* PASSAGE SHOWN *
-*-

The south-west African nation has had almost two years of peace after a devastating 27-year civil war.
But it still boasts the world's third worst statistics for deaths of children under five years old.
One in four Angolan children will die before their fifth birthday and their mothers are also at far greater risk than elsewhere in the world.
Alarming figures released recently by the United Nations children's agency also show that Angola suffers from one of the world's worst rates of maternal mortality.
But according to Tuesday's state-run Jornal de Angola, the government has pledged to cut the rate of child deaths in half by 2008.
Ambitious project
Exactly how they will do that remains unclear - but the paper says enhancing access to health, increasing the availability of vaccines and improving the treatment of illnesses will form part of the plan.
This may be an ambitious project.
After nearly three decades of war, the guns have fallen silent. But malaria, measles and polio still claim thousands of lives each year.

-*-

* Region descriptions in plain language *
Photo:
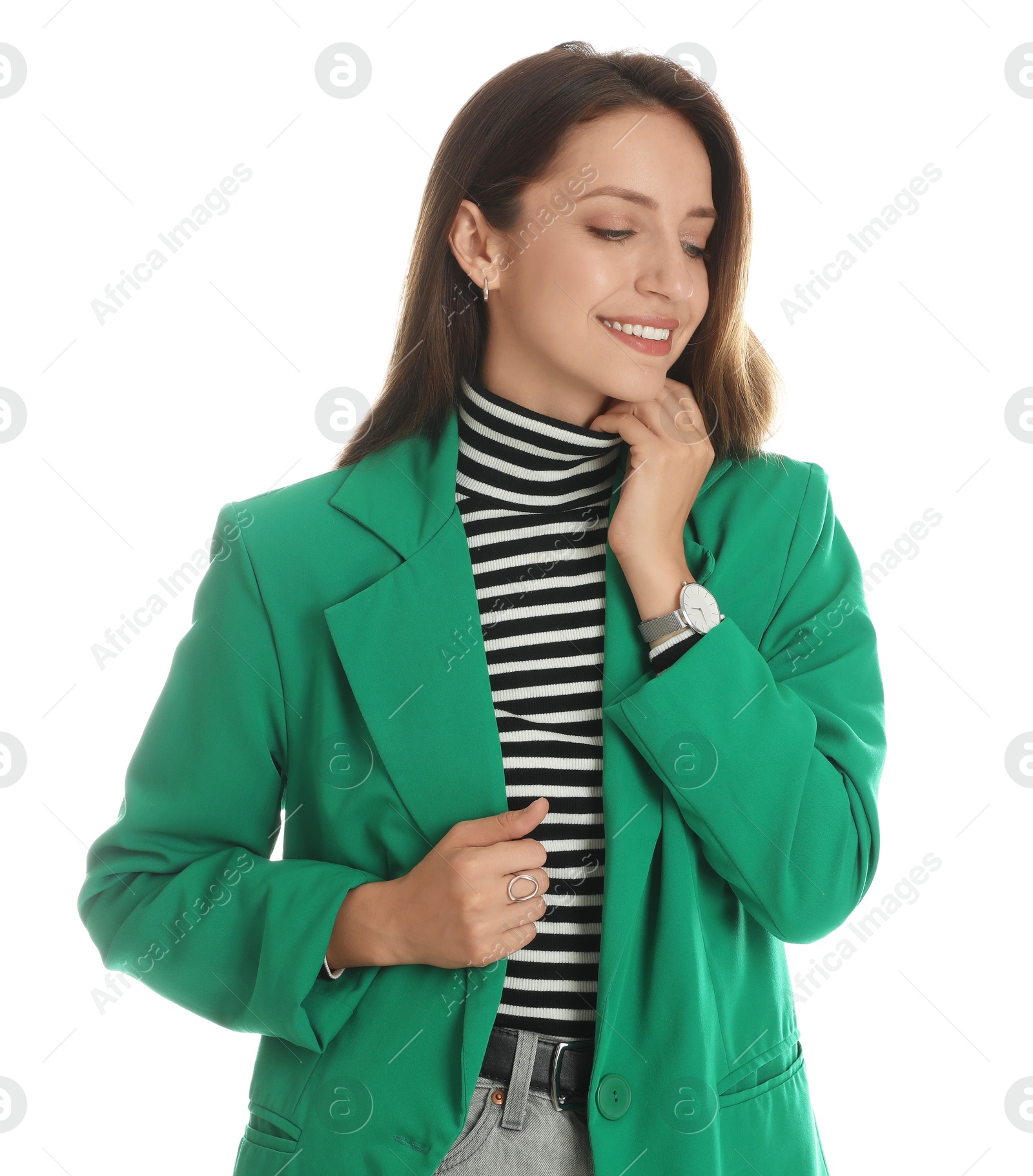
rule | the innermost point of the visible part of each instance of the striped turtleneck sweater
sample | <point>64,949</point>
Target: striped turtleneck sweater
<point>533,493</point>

-*-

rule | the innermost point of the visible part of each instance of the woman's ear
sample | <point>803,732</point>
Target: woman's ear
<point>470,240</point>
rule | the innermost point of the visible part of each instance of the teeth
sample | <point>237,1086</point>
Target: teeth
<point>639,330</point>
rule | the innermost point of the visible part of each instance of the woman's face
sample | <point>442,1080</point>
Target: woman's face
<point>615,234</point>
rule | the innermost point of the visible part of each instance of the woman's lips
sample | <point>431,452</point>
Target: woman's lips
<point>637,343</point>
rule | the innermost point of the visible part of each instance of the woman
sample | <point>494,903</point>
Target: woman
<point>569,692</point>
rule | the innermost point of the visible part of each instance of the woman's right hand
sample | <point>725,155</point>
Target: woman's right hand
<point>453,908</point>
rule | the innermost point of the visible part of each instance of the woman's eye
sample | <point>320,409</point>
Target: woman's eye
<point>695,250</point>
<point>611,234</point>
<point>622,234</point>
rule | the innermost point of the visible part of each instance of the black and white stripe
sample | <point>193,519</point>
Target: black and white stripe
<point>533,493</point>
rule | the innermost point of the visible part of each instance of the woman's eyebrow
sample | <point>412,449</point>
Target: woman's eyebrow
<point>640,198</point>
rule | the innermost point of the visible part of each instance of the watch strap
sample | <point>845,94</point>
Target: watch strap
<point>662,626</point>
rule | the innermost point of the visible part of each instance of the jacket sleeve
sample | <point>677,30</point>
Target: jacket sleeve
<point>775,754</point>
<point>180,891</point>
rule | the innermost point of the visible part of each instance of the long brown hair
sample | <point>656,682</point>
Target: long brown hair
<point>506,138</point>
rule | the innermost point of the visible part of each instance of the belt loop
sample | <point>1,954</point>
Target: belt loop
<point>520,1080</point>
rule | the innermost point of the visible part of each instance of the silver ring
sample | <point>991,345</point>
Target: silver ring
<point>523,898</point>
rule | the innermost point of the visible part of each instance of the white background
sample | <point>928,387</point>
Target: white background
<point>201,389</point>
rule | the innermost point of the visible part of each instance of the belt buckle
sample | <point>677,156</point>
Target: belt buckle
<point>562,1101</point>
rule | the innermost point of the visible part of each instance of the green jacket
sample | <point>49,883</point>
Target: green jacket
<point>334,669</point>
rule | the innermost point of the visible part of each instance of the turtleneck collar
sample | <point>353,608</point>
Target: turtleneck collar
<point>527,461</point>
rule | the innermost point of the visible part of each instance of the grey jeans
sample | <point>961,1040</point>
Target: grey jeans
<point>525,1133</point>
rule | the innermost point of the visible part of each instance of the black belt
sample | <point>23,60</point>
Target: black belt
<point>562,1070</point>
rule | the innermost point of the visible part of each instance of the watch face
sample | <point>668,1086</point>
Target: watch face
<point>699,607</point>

-*-

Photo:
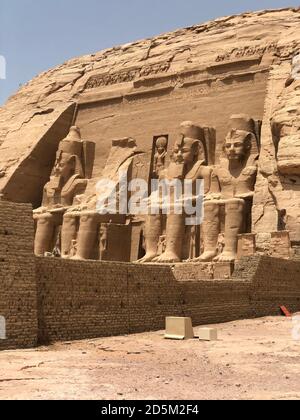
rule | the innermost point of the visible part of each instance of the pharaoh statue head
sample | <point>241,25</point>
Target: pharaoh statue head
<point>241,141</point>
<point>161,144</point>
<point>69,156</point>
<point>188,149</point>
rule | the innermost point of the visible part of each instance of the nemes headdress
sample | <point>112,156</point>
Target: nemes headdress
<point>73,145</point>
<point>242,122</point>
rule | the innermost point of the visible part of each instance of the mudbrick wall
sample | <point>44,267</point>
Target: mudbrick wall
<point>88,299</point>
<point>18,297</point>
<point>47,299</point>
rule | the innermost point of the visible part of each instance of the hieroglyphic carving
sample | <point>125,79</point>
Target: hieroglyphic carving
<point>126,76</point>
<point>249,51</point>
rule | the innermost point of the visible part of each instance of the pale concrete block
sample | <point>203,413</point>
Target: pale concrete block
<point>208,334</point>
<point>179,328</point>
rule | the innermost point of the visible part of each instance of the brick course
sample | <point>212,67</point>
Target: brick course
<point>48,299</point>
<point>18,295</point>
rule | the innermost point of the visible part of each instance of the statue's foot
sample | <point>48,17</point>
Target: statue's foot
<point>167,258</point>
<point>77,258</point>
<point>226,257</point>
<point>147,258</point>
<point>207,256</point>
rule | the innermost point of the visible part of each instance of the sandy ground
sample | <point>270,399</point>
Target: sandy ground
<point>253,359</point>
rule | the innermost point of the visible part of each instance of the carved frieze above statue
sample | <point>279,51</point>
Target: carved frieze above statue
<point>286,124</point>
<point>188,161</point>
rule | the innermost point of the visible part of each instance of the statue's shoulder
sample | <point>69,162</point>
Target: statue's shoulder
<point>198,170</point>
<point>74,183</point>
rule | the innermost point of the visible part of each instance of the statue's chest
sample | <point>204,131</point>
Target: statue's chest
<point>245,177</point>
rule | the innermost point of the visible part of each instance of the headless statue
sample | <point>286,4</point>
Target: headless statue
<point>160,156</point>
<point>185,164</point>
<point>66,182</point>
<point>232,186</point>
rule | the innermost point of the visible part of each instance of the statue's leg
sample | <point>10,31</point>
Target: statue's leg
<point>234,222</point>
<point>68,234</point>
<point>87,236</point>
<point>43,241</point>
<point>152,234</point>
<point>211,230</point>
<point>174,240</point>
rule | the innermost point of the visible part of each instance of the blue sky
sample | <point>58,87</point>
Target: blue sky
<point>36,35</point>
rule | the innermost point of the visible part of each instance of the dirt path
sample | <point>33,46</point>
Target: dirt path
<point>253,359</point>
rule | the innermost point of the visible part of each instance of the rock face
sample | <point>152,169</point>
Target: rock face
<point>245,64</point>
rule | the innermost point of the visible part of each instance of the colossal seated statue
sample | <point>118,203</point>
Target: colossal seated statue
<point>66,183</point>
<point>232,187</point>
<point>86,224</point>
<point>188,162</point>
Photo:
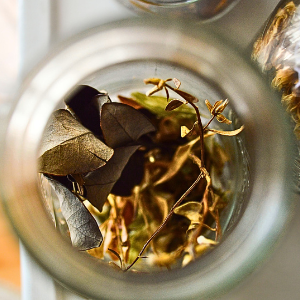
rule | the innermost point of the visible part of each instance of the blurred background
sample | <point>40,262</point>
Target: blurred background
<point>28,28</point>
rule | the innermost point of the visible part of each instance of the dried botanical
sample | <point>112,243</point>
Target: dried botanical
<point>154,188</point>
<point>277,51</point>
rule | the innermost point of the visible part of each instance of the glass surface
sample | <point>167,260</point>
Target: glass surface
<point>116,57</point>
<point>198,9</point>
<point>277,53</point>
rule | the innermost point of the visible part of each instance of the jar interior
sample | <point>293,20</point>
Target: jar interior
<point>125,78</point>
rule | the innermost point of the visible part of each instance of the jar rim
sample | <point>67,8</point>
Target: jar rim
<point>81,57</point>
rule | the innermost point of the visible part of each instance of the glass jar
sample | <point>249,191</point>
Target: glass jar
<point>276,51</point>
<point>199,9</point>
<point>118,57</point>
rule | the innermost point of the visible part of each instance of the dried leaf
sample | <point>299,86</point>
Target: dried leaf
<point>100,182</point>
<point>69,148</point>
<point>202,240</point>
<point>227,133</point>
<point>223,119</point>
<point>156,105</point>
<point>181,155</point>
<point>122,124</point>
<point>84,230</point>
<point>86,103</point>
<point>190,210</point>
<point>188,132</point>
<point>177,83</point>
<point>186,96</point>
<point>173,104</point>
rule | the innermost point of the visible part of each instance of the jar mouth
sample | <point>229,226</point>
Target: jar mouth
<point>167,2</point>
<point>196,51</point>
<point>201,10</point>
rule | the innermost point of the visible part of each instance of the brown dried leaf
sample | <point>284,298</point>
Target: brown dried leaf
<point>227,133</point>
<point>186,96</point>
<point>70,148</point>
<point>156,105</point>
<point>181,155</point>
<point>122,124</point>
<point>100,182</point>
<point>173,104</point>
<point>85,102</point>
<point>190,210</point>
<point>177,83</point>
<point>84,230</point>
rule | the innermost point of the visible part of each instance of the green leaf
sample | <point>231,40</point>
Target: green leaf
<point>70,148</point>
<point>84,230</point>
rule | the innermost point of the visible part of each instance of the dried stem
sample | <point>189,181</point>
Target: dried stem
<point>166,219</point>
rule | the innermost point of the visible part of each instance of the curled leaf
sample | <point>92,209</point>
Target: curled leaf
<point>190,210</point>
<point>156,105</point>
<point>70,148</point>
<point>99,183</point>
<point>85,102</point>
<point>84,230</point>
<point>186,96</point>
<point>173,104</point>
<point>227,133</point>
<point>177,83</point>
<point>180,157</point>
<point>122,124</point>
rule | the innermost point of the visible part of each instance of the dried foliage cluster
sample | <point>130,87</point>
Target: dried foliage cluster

-*-

* WORK REQUEST *
Answer these questions from the passage on Angola:
(a) How many years did the civil war last?
(b) What share of Angolan children will die before their fifth birthday?
(c) By what year has the government pledged to cut the rate of child deaths in half?
You won't need the listing for what comes next.

* RESPONSE AREA *
(a) 27 years
(b) One in four
(c) 2008